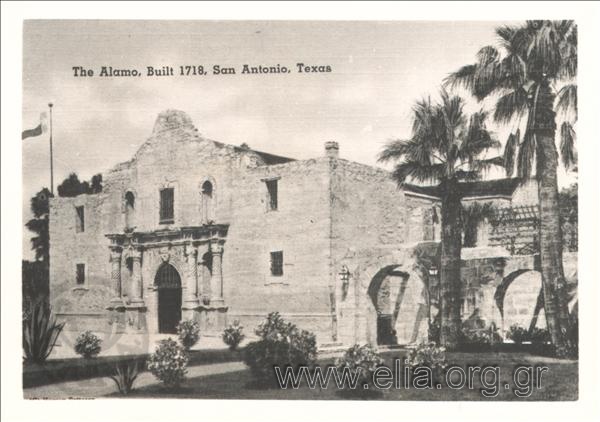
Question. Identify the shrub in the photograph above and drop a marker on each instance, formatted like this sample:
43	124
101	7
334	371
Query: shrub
40	332
169	362
480	339
189	333
233	335
87	344
281	344
539	336
434	330
124	376
428	354
362	362
517	334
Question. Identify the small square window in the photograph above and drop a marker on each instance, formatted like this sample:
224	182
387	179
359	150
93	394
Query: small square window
167	197
272	194
277	263
80	278
80	219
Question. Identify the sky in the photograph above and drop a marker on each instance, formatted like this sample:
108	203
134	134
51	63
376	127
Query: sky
379	69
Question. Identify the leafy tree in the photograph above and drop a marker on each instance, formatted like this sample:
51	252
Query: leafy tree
35	275
72	186
568	200
445	148
39	224
524	75
472	215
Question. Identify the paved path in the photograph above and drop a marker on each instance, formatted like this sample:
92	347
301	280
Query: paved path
128	344
102	386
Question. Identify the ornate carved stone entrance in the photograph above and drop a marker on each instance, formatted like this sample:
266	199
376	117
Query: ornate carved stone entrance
165	285
168	283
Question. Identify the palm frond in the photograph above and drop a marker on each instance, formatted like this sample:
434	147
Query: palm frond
484	165
412	150
418	172
509	105
463	77
487	54
568	153
526	156
566	100
393	150
467	175
510	150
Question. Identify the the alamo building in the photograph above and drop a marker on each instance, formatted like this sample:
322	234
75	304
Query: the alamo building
190	228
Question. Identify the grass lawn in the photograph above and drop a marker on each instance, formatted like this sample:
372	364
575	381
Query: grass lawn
560	382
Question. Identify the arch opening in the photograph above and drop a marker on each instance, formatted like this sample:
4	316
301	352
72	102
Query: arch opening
168	284
400	302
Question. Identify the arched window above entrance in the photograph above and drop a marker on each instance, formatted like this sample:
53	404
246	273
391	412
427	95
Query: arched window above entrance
207	202
167	277
129	209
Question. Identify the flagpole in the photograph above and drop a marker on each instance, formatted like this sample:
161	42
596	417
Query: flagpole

—————

__Task__
Please print all the entries exactly as written, but drop the pictures.

__Exercise solution__
Question. Identify the shrub in the photograph above and drop a marker on each instance, formatted like this sample:
43	124
101	7
334	371
Query: shrub
40	332
169	362
480	339
189	333
233	335
87	344
281	344
539	336
434	330
124	376
428	354
362	362
517	334
Question. Identify the small square window in the photograph above and drop a marker on each instance, formatted like this sample:
224	182
387	179
359	150
93	394
Query: small square window
167	197
272	194
277	263
80	278
80	219
Question. Identify the sky in the photograph above and drop a marker on each instance, formatted like this sample:
108	203
134	134
51	63
376	127
Query: sky
379	69
Question. Identify the leafy tree in the photograph above and drop a marker on each instance, formatted like this sample:
51	252
Query: leafy tree
35	275
72	186
568	200
445	148
39	224
524	75
472	215
Question. Identify the paved path in the photograph above and drop a marker on each instance, formatted like this sample:
92	347
301	280
Query: paved path
128	344
102	386
Question. Identify the ornate carved stone entrance in the photograph above and drop a marker on each instance, formatted like this sample:
266	199
376	117
Query: ornate carved stone entrance
165	285
168	283
Question. Identify the palm frond in the photograph above and drop a marker on each instance, formatted like this sample:
434	147
Query: palm frond
484	165
412	150
418	172
509	105
463	77
487	54
568	153
526	156
566	100
393	150
467	175
510	150
Question. Identify the the alamo building in the photograph above and drop a marker on each instance, formatted like this sample:
322	234
75	304
Query: the alamo building
190	228
Question. Identify the grass lawn in the photograph above and drop a marker on each instance, formatted like this sample:
372	364
575	381
Query: grass lawn
560	382
Question. Identify the arch opening in the photograph above and drop a marker on each instance, formatted like this sample:
4	316
301	352
72	102
Query: arch opening
168	284
400	302
Question. Identify the arched window above entrance in the photograph above and drop a marker on each instance, formatted like this sample:
53	404
246	273
391	412
427	95
Query: arched window above entrance
207	202
167	277
129	209
Question. Identify the flagpole in the photograph above and drop a marker on each instance, formatted like this sample:
161	42
596	417
Query: flagpole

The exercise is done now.